Excerpt to read:
And on this very day 28 years ago at 1am (Philippine standard time), Papa breathed his last.

Tuesday, September 2, 2008

A rat's life in Dubai

I hear buzzes, hisses, clicks and taps and the occasional hum of the printer as it labours to deliver a page. I see the silhouette of a four-eyed sub from across my monitor and now I hear incomprehensible mumbles from a running-order meeting a click away from where I sit.

I’m trying to keep myself from dozing off. I feel like a sock puppet forcibly being propped up on a barbecue stick.

I need to type words on this screen to prevent the white space before me from teleporting me to the world I desire to be in right this very moment.

What I’m scribbling right now will perhaps eventually make it to my blog as a regular entry – or maybe, will totally disappear with just a click of the mouse.

A cocktail of meds prescribed by my doc over the weekend for my pharyngitis, a 15-minute catnap in lieu of the required 8-hour nighttime sleep and the nagging question whether I’ll be homeless again at the end of the day are working in unison to try to zap the lights out of me.

Wuz slipping in and out consciousness when my CPE came over and unloaded my day’s share of trash that needs to be spun into gold.

Like a battle-weary infantryman, I slowly swung into action, summoning whatever strength left to push my page through.

Along the way, I’d get updates from FB like Pocholo Lagniton announcing that he’s cheering for the old Chronicle pack whose libel suit was quashed by the Court of Appeals, Bing Orosa craving for a cuppa, Bocap being “committed” to work for a “good man” till 2010, and Joel Saracho needing a kneading. Syet, buti pa mga “miserable” friends ko may life.

Task description: Reproduce word for word the part of the blog excerpt above from "Tuesday, September 2, 2008" up to and including "of the mouse.".

Data records:
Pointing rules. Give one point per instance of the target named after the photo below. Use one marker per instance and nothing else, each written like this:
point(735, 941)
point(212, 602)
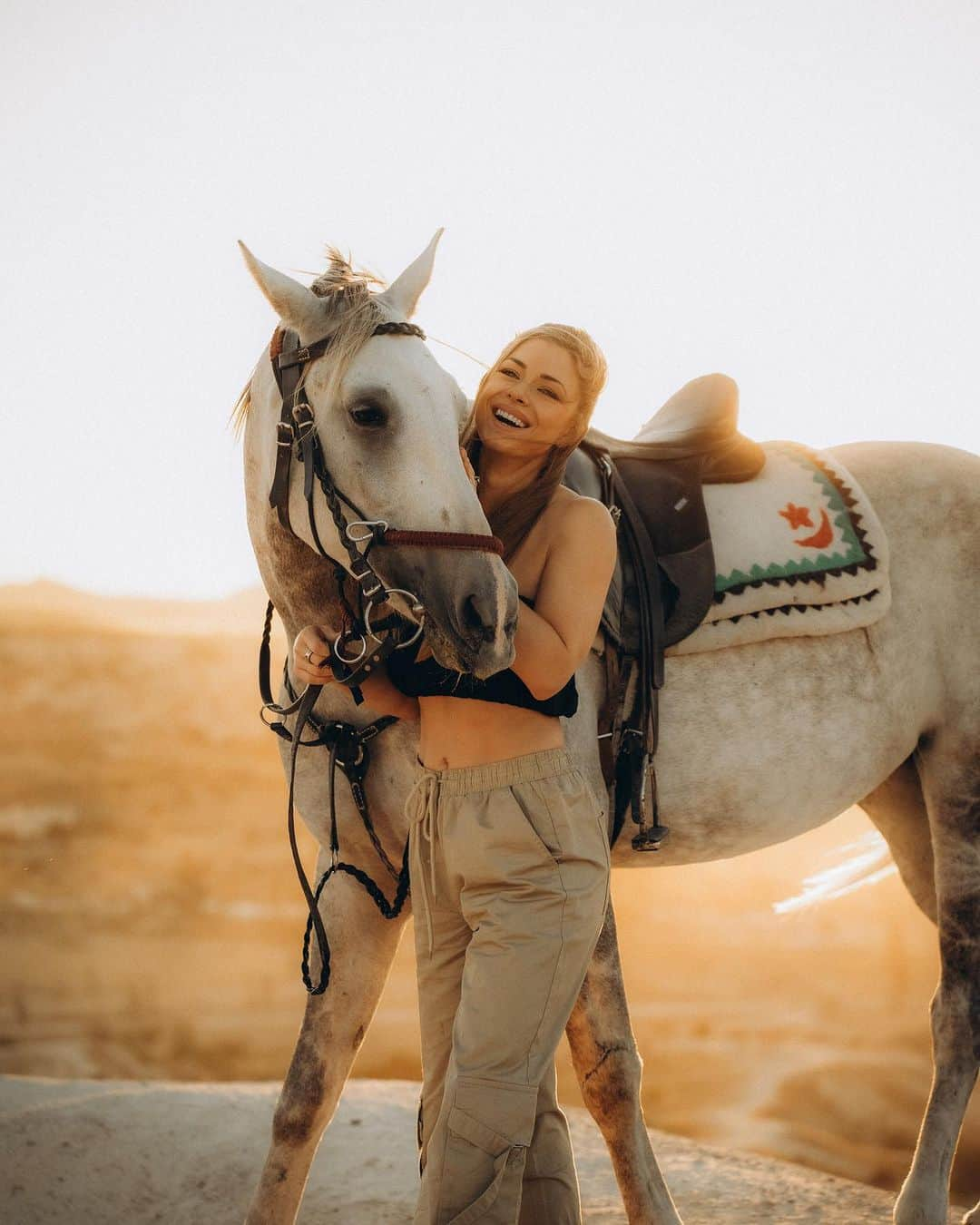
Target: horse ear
point(297, 307)
point(405, 291)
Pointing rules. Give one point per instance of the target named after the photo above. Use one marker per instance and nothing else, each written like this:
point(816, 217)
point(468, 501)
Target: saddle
point(663, 583)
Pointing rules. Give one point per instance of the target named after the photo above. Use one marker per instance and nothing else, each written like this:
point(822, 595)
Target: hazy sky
point(787, 191)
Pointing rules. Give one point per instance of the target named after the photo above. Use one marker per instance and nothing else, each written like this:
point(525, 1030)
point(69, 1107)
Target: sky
point(783, 191)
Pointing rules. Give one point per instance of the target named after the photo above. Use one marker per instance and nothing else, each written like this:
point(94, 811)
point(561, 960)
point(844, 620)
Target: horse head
point(388, 419)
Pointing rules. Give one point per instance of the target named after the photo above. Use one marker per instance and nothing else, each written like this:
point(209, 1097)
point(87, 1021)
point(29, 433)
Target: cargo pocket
point(482, 1162)
point(536, 812)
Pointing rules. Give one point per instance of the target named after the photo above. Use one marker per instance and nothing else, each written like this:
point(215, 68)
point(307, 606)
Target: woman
point(508, 851)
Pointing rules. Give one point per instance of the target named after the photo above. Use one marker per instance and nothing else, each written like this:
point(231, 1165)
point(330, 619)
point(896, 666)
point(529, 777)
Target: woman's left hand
point(468, 467)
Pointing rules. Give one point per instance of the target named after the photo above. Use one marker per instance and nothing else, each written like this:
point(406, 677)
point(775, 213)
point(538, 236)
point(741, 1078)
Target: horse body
point(759, 742)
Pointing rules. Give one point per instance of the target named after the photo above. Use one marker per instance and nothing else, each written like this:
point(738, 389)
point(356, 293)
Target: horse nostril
point(475, 620)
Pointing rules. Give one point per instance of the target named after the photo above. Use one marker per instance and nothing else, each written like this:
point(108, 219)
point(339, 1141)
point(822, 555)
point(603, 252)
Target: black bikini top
point(429, 679)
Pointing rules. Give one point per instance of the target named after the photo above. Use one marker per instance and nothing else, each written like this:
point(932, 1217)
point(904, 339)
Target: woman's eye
point(368, 414)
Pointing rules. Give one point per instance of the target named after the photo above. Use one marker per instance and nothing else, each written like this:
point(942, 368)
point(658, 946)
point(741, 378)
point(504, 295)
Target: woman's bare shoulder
point(567, 507)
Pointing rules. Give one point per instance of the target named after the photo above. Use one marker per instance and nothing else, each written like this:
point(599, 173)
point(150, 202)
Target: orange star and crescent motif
point(799, 517)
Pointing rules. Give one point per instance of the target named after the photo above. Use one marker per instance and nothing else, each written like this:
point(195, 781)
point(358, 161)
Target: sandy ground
point(150, 914)
point(107, 1152)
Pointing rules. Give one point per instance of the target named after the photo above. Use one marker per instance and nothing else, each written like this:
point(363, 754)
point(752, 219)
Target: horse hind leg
point(609, 1071)
point(898, 808)
point(363, 946)
point(949, 769)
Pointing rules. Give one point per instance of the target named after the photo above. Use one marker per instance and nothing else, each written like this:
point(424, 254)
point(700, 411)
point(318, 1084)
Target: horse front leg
point(951, 780)
point(363, 946)
point(609, 1071)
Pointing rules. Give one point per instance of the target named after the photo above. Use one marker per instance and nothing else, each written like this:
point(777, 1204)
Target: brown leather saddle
point(664, 580)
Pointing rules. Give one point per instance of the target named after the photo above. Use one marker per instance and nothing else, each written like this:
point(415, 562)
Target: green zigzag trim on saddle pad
point(826, 490)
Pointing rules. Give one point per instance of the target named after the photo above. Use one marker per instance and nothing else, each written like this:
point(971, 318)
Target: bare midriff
point(465, 731)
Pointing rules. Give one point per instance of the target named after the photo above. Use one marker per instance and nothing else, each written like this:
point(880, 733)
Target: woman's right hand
point(316, 669)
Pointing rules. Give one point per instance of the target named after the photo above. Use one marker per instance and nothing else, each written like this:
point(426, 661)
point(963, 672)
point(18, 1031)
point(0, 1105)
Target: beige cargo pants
point(510, 882)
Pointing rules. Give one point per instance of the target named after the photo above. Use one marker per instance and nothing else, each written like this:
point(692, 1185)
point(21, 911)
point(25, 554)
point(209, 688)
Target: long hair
point(514, 518)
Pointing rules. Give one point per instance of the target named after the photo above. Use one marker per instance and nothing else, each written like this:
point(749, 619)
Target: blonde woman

Solution for this problem:
Tuesday, September 2, 2008

A rat's life in Dubai

I hear buzzes, hisses, clicks and taps and the occasional hum of the printer as it labours to deliver a page. I see the silhouette of a four-eyed sub from across my monitor and now I hear incomprehensible mumbles from a running-order meeting a click away from where I sit.

I’m trying to keep myself from dozing off. I feel like a sock puppet forcibly being propped up on a barbecue stick.

I need to type words on this screen to prevent the white space before me from teleporting me to the world I desire to be in right this very moment.

What I’m scribbling right now will perhaps eventually make it to my blog as a regular entry – or maybe, will totally disappear with just a click of the mouse.